**PASSAGE PROVIDED**
============================================================

The
past decade has witnessed the rise of new, massive settlements forged
not out of civil litigation but on the periphery of the criminal justice
system. Since 2003, prosecutors have demanded that defendants
in a variety of high-profile corporate scandals set up multimillion-dollar
restitution funds for victims to settle criminal charges. Yet
few rules exist for the prosecutors who create and distribute these
complex settlements. Consider three examples:
(1)
In September 2004, software giant Computer Associates conceded that
it had unlawfully inflated its quarterly earnings reports by using shadow
accounting practices that effectively backdated lucrative licensing
contracts. As part of its agreement with the U.S.
Attorney’s Office, Computer Associates agreed to establish a $225
million restitution fund to compensate shareholders injured by the scandal.

============================================================

**Lines in a dataset**
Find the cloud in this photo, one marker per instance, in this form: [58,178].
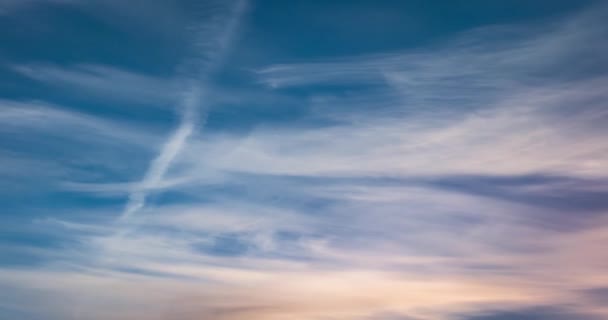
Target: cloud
[443,205]
[190,109]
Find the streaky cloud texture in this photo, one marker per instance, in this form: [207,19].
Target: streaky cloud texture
[303,160]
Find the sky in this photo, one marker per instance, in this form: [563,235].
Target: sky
[303,160]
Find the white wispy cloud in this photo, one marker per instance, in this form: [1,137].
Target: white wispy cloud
[190,108]
[358,217]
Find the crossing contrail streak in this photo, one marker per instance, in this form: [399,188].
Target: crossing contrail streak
[192,111]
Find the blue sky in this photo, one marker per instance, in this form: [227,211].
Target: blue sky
[324,160]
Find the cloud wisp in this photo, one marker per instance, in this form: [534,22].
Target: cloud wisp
[191,112]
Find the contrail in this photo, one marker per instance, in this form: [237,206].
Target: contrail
[191,113]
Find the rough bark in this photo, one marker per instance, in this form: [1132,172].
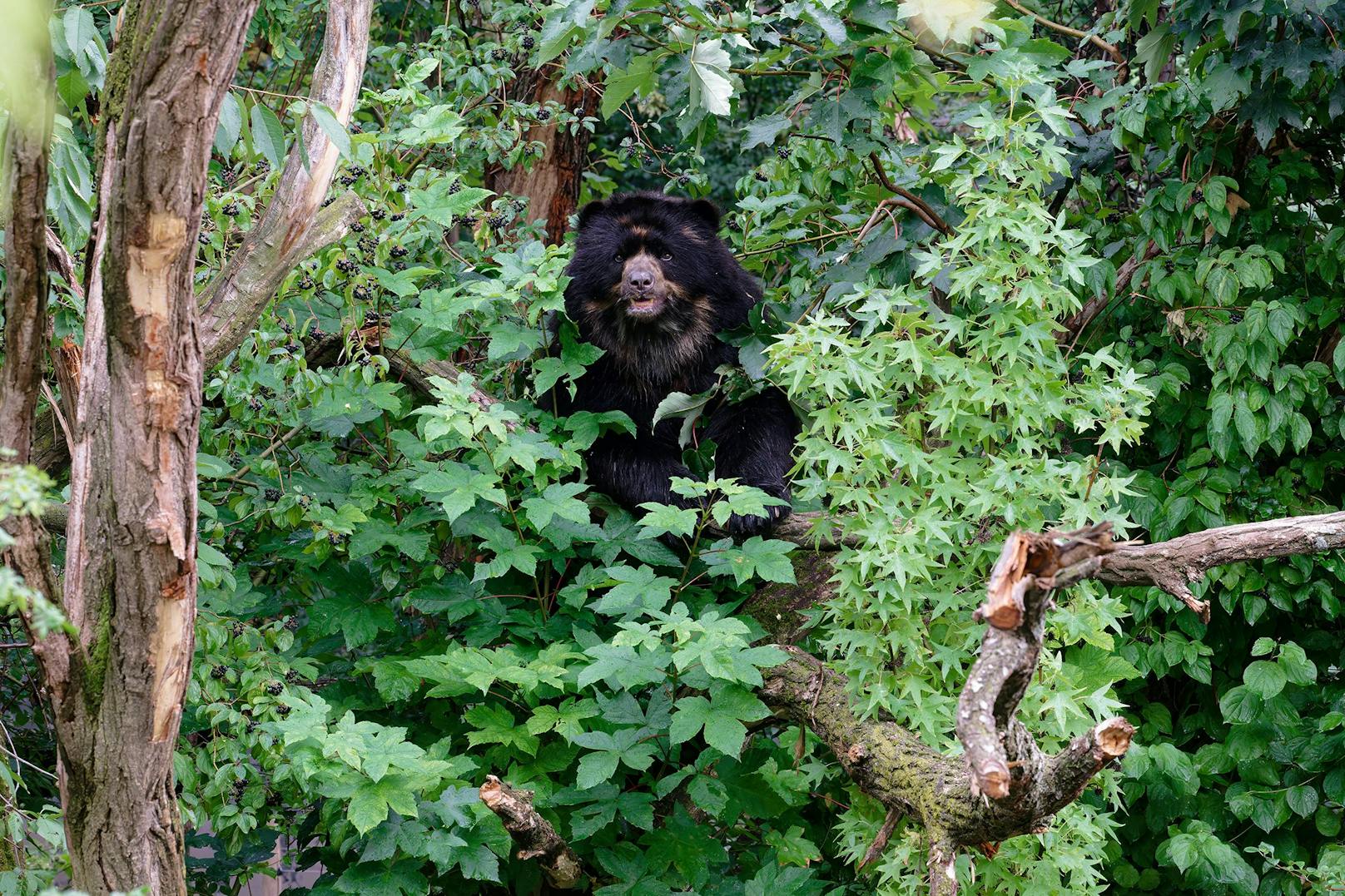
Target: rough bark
[552,183]
[24,178]
[533,834]
[295,224]
[1174,564]
[131,572]
[1004,785]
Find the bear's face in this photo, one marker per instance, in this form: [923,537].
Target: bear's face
[651,283]
[646,260]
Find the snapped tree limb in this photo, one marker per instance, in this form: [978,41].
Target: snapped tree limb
[1004,785]
[533,834]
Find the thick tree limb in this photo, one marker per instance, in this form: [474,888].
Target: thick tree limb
[294,226]
[1074,32]
[534,836]
[552,183]
[30,93]
[1174,564]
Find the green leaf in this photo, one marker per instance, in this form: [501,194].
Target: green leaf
[1264,677]
[721,719]
[420,70]
[1298,669]
[557,501]
[331,126]
[266,135]
[755,558]
[707,78]
[762,132]
[1303,799]
[623,85]
[231,124]
[443,206]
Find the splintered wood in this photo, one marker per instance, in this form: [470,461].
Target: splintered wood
[1030,560]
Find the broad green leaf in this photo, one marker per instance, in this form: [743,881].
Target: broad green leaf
[707,77]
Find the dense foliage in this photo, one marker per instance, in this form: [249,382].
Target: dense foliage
[406,583]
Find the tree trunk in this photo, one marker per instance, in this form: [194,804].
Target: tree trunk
[131,571]
[552,185]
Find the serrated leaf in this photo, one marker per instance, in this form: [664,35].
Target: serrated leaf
[707,77]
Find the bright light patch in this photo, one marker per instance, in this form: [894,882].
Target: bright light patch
[955,21]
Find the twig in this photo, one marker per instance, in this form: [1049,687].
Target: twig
[1074,32]
[264,455]
[921,206]
[880,841]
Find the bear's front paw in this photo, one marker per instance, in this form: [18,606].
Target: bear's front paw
[746,527]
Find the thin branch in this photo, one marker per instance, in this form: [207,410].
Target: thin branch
[880,841]
[295,225]
[916,203]
[1074,32]
[1074,327]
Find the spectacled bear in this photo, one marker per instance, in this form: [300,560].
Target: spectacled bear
[653,285]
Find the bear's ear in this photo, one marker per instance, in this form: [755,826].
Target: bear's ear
[588,211]
[707,211]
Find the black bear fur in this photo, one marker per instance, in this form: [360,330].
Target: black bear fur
[653,285]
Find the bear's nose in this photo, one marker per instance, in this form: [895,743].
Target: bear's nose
[641,279]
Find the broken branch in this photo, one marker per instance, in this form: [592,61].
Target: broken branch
[533,834]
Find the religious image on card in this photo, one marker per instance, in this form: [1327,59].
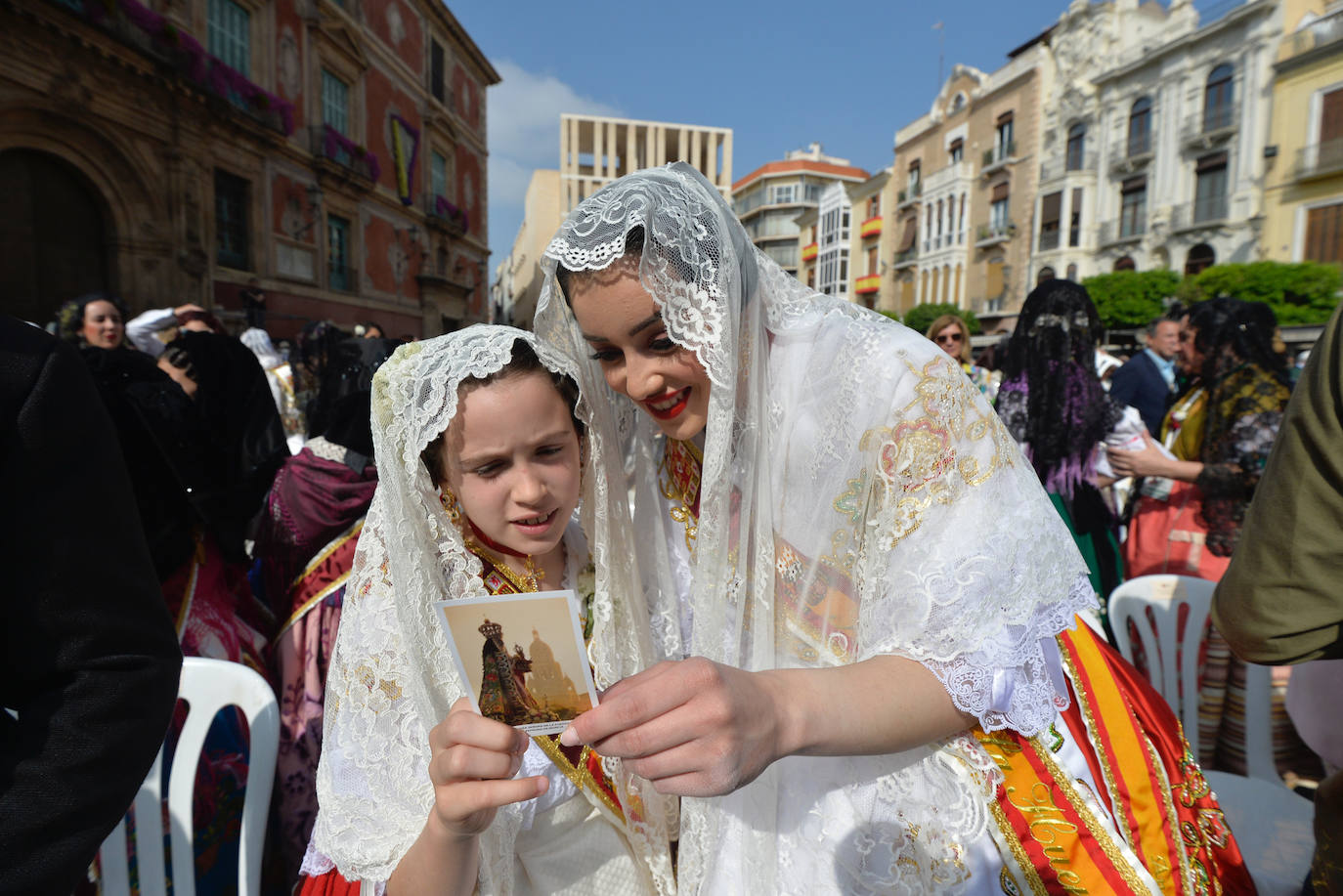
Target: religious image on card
[521,657]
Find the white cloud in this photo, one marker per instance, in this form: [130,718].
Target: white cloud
[524,135]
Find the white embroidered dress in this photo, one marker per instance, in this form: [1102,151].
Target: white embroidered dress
[392,676]
[858,497]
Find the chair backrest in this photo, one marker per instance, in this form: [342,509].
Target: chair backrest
[207,685]
[1152,603]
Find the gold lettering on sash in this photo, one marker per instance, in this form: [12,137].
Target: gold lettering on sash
[1047,824]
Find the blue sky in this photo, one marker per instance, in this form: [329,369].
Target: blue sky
[780,74]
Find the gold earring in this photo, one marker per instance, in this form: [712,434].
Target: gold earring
[449,501]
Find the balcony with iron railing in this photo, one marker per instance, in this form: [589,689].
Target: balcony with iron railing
[341,278]
[445,215]
[341,154]
[993,234]
[1131,153]
[1321,32]
[868,285]
[1212,125]
[1319,160]
[184,58]
[1121,230]
[948,176]
[1205,211]
[998,157]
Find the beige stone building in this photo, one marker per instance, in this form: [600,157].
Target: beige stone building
[595,150]
[1303,193]
[966,178]
[769,199]
[872,242]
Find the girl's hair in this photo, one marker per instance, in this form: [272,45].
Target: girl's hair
[632,250]
[943,322]
[1231,330]
[524,362]
[70,318]
[1053,348]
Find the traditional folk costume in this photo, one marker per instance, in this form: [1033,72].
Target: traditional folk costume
[392,678]
[855,495]
[305,543]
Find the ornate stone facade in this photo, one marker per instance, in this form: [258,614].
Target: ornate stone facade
[171,150]
[1153,128]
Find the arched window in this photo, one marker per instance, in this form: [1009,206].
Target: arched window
[1141,126]
[1218,99]
[1076,143]
[1198,258]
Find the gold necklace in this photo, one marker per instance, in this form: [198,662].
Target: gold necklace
[531,576]
[678,480]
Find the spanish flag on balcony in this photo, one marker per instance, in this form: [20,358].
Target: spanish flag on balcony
[405,150]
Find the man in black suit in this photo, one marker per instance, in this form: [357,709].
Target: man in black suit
[1148,380]
[89,659]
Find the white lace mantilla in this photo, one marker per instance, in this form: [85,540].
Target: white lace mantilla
[858,497]
[392,676]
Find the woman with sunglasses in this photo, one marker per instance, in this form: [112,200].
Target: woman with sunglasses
[952,336]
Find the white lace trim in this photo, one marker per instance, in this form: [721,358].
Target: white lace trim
[862,448]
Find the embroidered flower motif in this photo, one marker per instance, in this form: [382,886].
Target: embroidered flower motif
[916,454]
[851,498]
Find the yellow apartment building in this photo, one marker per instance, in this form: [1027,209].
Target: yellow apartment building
[1303,193]
[769,199]
[966,191]
[872,243]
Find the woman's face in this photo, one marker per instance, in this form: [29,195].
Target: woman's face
[103,326]
[624,325]
[951,339]
[1191,359]
[512,457]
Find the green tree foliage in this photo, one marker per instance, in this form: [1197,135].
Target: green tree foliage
[1131,298]
[1303,293]
[920,318]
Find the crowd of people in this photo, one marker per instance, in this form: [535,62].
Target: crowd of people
[839,583]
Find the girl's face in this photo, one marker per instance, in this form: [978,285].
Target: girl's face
[103,326]
[624,325]
[512,457]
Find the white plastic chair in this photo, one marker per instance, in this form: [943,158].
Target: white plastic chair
[207,685]
[1272,825]
[1164,595]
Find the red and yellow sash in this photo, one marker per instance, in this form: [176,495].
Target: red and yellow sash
[1153,789]
[581,764]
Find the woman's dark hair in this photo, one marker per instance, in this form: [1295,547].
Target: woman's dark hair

============================================================

**TASK TO CARRY OUT**
According to the passage on criminal restitution settlements, how large was the fund Computer Associates agreed to set up for shareholders?

**WRITTEN ANSWER**
$225 million